- **SOURCE EXTRACT**:
┌──

[DAG] Replace DAGCombiner::ConstantFoldBITCASTofBUILD_VECTOR with SelectionDAG::FoldConstantBuildVector

llvm/include/llvm/CodeGen/SelectionDAG.h

@@ -2030,6 +2030,11 @@ class SelectionDAG {
   LLVM_ABI SDValue foldConstantFPMath(unsigned Opcode, const SDLoc &DL, EVT VT,
                                       ArrayRef<SDValue> Ops);
 
+  /// Fold BUILD_VECTOR of constants/undefs to the destination type
+  /// BUILD_VECTOR of constants/undefs elements.
+  LLVM_ABI SDValue FoldConstantBuildVector(BuildVectorSDNode *BV,
+                                           const SDLoc &DL, EVT DstEltVT);
+
   /// Constant fold a setcc to true or false.
   LLVM_ABI SDValue FoldSetCC(EVT VT, SDValue N1, SDValue N2, ISD::CondCode Cond,
                              const SDLoc &dl);

llvm/lib/CodeGen/SelectionDAG/DAGCombiner.cpp

@@ -638,7 +638,6 @@ namespace {
     SDValue mergeInsertEltWithShuffle(SDNode *N, unsigned InsIndex);
     SDValue combineInsertEltToShuffle(SDNode *N, unsigned InsIndex);
     SDValue combineInsertEltToLoad(SDNode *N, unsigned InsIndex);
-    SDValue ConstantFoldBITCASTofBUILD_VECTOR(SDNode *, EVT);
     SDValue BuildSDIV(SDNode *N);
     SDValue BuildSDIVPow2(SDNode *N);
     SDValue BuildUDIV(SDNode *N);
@@ -16424,8 +16423,8 @@ SDValue DAGCombiner::visitBITCAST(SDNode *N) {
         TLI.isTypeLegal(VT.getVectorElementType()))) &&
       N0.getOpcode() == ISD::BUILD_VECTOR && N0->hasOneUse() &&
       cast<BuildVectorSDNode>(N0)->isConstant())

└──

- **INSTRUCTION A**:
In the LLVM code change, translate the comment "Constant fold a setcc to true or false." into Spanish.
The text and the entries have no connection to each other.

- **INPUT DATA**:
┌──

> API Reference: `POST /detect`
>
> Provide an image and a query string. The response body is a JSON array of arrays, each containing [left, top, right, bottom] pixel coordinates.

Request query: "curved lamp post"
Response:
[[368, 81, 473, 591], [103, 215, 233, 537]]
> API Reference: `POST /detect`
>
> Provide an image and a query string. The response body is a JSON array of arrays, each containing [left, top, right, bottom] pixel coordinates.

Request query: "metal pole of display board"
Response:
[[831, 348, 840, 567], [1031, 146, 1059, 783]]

└──
┌──

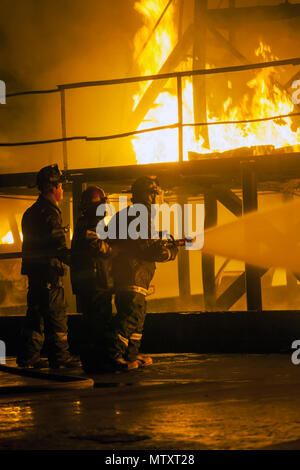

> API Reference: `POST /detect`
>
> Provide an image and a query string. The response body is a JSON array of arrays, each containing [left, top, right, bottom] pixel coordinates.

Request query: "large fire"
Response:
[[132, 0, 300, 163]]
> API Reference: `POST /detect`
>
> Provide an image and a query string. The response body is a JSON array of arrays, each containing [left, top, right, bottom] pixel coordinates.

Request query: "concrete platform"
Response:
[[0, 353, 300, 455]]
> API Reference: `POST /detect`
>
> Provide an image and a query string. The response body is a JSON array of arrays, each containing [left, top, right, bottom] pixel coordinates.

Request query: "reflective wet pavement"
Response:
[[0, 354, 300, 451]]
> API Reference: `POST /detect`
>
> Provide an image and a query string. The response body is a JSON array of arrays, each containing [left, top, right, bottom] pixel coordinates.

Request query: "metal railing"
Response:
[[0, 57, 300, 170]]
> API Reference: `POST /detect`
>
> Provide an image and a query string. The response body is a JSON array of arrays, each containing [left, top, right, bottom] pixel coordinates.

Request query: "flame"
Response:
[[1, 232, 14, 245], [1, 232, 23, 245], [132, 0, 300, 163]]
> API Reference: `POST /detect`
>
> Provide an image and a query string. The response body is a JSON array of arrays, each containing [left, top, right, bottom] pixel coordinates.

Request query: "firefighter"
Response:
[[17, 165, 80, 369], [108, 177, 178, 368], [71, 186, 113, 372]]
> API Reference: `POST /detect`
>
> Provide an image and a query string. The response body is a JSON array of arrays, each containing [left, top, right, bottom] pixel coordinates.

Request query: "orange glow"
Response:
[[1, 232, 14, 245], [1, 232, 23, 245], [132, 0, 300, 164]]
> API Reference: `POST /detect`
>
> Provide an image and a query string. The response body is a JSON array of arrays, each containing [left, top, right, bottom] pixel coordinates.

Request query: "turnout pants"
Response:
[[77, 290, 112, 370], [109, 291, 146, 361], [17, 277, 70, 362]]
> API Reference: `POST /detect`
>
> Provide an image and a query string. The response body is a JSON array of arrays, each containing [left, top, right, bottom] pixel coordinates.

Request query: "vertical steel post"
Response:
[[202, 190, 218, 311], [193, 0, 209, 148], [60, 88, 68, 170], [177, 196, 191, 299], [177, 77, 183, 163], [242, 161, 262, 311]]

└──

- **INSTRUCTION B**:
Pick out and copy every line of the entries that has the word "Request" in it.

- **ANSWER A**:
Realizar el plegado de constantes de un setcc a verdadero o falso.

- **ANSWER B**:
Request query: "curved lamp post"
Request query: "metal pole of display board"
Request query: "large fire"
Request query: "concrete platform"
Request query: "reflective wet pavement"
Request query: "metal railing"
Request query: "flame"
Request query: "firefighter"
Request query: "orange glow"
Request query: "turnout pants"
Request query: "vertical steel post"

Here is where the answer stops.